## EXERCISE MATERIAL
================

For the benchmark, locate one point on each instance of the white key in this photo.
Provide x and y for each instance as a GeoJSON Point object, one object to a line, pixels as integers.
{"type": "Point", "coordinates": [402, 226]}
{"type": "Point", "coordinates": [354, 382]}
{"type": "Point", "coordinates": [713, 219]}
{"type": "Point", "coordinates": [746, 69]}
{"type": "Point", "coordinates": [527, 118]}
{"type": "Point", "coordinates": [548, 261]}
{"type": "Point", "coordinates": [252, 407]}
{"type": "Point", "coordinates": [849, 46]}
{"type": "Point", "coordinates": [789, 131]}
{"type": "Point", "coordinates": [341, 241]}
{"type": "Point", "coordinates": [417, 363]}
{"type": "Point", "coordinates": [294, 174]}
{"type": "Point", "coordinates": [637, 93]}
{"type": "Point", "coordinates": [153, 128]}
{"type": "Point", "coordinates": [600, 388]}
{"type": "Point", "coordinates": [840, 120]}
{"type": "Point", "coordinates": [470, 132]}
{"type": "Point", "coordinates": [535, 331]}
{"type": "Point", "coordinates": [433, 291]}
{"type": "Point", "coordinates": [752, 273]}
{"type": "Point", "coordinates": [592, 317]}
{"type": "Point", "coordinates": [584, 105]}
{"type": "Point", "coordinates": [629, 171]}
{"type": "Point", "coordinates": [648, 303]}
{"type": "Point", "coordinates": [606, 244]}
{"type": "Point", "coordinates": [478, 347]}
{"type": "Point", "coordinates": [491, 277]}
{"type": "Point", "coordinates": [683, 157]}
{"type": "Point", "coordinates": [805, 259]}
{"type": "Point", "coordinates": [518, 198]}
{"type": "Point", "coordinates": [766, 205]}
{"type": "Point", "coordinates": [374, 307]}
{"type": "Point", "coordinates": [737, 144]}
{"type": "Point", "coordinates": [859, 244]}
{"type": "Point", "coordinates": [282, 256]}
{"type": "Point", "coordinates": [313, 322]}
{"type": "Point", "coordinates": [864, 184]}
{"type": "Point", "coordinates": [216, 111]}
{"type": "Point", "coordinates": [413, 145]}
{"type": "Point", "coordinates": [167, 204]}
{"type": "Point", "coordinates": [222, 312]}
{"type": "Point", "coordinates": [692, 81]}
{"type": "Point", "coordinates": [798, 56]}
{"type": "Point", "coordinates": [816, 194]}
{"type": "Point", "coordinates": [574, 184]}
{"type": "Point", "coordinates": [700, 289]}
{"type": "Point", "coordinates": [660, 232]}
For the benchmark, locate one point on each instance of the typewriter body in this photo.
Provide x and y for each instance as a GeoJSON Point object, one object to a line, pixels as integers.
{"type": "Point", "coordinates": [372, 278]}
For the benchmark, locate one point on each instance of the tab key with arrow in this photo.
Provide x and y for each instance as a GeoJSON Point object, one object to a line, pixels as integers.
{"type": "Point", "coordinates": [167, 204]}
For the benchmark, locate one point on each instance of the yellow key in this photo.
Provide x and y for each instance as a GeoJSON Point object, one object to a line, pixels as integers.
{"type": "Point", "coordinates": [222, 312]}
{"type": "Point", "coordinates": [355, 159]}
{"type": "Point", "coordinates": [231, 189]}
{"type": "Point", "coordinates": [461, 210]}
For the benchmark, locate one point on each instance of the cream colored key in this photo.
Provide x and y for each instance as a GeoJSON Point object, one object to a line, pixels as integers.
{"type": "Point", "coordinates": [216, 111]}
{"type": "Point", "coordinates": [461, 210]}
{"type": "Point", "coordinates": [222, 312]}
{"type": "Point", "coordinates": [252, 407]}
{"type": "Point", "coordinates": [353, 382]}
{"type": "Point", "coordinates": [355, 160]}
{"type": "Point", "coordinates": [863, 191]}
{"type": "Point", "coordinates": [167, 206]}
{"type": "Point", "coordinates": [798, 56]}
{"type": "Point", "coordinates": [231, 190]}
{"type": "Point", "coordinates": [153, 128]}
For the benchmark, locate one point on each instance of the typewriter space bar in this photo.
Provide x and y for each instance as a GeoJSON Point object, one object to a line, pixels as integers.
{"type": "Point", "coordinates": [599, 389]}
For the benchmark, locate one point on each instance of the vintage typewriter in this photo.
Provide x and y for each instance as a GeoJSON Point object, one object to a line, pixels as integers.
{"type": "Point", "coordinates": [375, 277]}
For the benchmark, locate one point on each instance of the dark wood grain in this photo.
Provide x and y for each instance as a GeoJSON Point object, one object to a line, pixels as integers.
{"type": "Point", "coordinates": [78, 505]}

================

Reproduce, word for word, every line starting at the line that contains "bar in this photo." and ending with the final line of the entries.

For the benchmark, locate one point on each instance of the typewriter space bar in this photo.
Provide x and y for each instance as a GeoJSON Point object, one object to a line, pixels as integers.
{"type": "Point", "coordinates": [599, 389]}
For the benchmark, locate one point on each instance of the vintage typewriter in this photo.
Provide x and y for each instance as a GeoJSON Point object, one object to a line, pixels as integers.
{"type": "Point", "coordinates": [375, 277]}
For the benchmark, locate one point on each instance of the dark wood grain in this photo.
Provide x and y for each instance as a GeoJSON Point object, one object to a line, pixels as integers.
{"type": "Point", "coordinates": [78, 505]}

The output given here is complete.